→ **EXERCISE REQUIREMENTS**
Copy the entries below verbatim, everything from the line containing "the glass rim" down to the line containing "x=567, y=537", with both of those lines included.

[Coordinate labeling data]
[start]
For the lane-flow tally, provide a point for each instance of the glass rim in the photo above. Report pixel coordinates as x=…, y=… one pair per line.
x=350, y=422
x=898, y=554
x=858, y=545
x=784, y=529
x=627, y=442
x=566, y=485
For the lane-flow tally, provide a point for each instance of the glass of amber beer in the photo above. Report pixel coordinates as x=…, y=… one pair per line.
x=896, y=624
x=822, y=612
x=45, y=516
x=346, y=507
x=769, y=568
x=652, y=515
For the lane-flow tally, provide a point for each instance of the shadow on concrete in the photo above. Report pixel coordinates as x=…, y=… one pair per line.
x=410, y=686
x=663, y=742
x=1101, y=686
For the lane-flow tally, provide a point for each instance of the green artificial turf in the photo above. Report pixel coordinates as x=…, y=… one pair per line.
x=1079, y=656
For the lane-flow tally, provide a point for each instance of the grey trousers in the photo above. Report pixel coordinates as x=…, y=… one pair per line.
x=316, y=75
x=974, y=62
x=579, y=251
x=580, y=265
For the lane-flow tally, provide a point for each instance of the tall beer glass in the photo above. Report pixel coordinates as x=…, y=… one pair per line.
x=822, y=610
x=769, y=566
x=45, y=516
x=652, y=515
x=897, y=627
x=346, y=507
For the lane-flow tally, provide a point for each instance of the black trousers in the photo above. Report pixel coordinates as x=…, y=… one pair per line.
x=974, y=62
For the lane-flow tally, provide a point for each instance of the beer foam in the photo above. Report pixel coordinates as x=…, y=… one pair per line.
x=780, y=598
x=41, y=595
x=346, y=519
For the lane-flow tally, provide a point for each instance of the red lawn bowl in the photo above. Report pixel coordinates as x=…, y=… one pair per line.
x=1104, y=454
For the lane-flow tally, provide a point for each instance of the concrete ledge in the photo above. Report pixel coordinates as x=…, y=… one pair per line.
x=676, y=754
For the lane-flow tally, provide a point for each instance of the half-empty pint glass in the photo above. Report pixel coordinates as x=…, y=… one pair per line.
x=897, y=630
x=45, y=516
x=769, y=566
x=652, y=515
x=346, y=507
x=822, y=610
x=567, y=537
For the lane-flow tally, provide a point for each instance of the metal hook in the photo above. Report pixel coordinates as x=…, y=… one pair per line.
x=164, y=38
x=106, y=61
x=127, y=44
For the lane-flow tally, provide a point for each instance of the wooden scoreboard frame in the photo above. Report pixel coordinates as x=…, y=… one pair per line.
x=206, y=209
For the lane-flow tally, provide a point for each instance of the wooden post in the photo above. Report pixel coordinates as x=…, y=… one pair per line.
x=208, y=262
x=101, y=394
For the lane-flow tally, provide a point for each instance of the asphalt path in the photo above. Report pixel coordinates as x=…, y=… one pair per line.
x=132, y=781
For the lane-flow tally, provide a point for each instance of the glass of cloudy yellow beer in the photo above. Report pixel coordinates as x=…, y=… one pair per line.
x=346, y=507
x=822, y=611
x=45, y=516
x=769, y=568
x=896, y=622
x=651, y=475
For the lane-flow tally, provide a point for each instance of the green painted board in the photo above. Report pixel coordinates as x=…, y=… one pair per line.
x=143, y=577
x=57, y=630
[end]
[start]
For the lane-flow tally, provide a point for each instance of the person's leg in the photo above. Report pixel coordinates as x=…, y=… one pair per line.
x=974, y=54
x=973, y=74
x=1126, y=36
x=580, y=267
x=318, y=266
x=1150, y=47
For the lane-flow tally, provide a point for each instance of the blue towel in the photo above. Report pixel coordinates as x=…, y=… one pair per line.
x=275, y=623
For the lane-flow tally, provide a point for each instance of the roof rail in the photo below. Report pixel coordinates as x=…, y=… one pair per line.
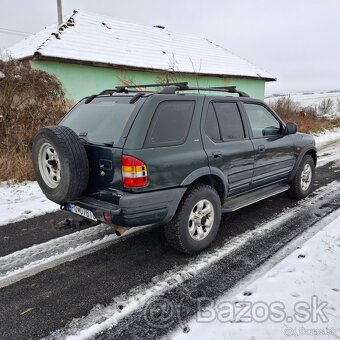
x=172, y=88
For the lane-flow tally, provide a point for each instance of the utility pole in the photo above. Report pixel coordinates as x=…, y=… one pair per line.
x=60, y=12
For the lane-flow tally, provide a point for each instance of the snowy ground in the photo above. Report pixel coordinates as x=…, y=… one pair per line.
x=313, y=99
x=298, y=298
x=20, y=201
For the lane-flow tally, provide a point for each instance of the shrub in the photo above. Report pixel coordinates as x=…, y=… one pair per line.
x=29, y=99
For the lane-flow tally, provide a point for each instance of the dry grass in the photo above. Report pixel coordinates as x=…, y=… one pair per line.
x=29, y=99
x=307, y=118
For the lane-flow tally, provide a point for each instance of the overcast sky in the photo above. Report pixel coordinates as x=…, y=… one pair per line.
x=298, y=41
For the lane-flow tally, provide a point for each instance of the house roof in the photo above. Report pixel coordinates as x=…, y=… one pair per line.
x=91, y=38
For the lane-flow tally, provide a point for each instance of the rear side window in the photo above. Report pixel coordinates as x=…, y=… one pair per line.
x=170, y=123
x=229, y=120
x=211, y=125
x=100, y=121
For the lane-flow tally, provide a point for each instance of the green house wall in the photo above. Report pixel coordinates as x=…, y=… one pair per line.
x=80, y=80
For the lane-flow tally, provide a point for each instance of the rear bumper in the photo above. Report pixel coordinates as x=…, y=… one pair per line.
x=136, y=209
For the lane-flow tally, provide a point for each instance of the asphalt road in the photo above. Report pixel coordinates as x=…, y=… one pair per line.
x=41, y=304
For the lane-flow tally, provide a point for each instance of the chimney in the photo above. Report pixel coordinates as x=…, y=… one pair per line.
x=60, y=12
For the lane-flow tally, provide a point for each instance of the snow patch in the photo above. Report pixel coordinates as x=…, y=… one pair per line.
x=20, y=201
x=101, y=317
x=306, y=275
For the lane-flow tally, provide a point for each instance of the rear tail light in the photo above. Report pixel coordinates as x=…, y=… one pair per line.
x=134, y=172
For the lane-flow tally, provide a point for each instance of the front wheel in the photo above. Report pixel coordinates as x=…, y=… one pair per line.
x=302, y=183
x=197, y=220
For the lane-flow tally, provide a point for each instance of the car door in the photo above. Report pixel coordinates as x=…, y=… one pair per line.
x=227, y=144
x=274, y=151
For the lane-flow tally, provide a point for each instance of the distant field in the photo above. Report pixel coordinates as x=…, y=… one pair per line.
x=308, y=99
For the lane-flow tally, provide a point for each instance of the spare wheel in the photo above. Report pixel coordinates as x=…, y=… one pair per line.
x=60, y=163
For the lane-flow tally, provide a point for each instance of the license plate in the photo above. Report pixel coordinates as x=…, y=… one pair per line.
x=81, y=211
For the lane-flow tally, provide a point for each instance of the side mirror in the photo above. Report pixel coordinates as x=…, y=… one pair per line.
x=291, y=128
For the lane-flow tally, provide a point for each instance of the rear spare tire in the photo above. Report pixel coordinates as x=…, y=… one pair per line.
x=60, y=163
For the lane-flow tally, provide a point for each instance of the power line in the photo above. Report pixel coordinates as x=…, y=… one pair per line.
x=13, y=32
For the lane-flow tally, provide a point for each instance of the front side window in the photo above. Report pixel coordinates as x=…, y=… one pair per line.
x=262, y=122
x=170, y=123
[end]
→ **SOLUTION**
For the lane-flow tally, provide a point for each instance of the glass rim in the photo above. Report pixel coordinates as x=…, y=… one pair per line.
x=350, y=422
x=898, y=554
x=858, y=545
x=784, y=529
x=627, y=442
x=566, y=485
For the lane-flow tally, provide a point for each instance of the glass of amber beer in the photo above. Report pixel coordinates as x=…, y=… one pair per line.
x=896, y=624
x=822, y=612
x=45, y=516
x=346, y=507
x=769, y=568
x=652, y=515
For the lane-flow tally, provide a point for each instance of the shadow on concrete in the photo above. Report pixel coordinates as x=…, y=… one pair per line.
x=410, y=686
x=663, y=742
x=1101, y=686
For the lane-flow tally, provide a point for each instance of the green artificial turf in the photo above. Report pixel coordinates as x=…, y=… one pair per line.
x=1079, y=656
For the lane-flow tally, provide a point for each instance of the grey trousers in the photo above. Report pixel coordinates as x=…, y=… one pair per line.
x=316, y=75
x=974, y=62
x=579, y=251
x=580, y=265
For the lane-flow tally, provide a point for each instance of the tall beer glass in the photo above. Report pixel coordinates as x=…, y=… one pair per line.
x=822, y=610
x=769, y=566
x=45, y=516
x=652, y=515
x=897, y=627
x=346, y=507
For the lane-flow tally, provide a point for each instance of the black trousers in the photo above. Report pixel coordinates as x=…, y=… one pair per line.
x=974, y=62
For the lane-flow tally, provide a point for each instance of the beer foam in the photo above. Report pixel coordinates as x=…, y=… one pair per line.
x=780, y=598
x=41, y=595
x=346, y=519
For the lane-flow tally, provide a point for each instance of the red lawn bowl in the photo above. Report pixel coordinates as x=…, y=… one pair per line.
x=1104, y=454
For the lane-flow tally, provide a point for each instance of the concrete ledge in the photo above. Report pixel coordinates as x=…, y=… one pair per line.
x=676, y=754
For the lane-flow tally, provide a point for each instance of the half-empty pint glass in the photo above. Report pixel coordinates as x=…, y=… one pair per line.
x=897, y=630
x=45, y=516
x=769, y=566
x=652, y=515
x=346, y=507
x=822, y=610
x=567, y=537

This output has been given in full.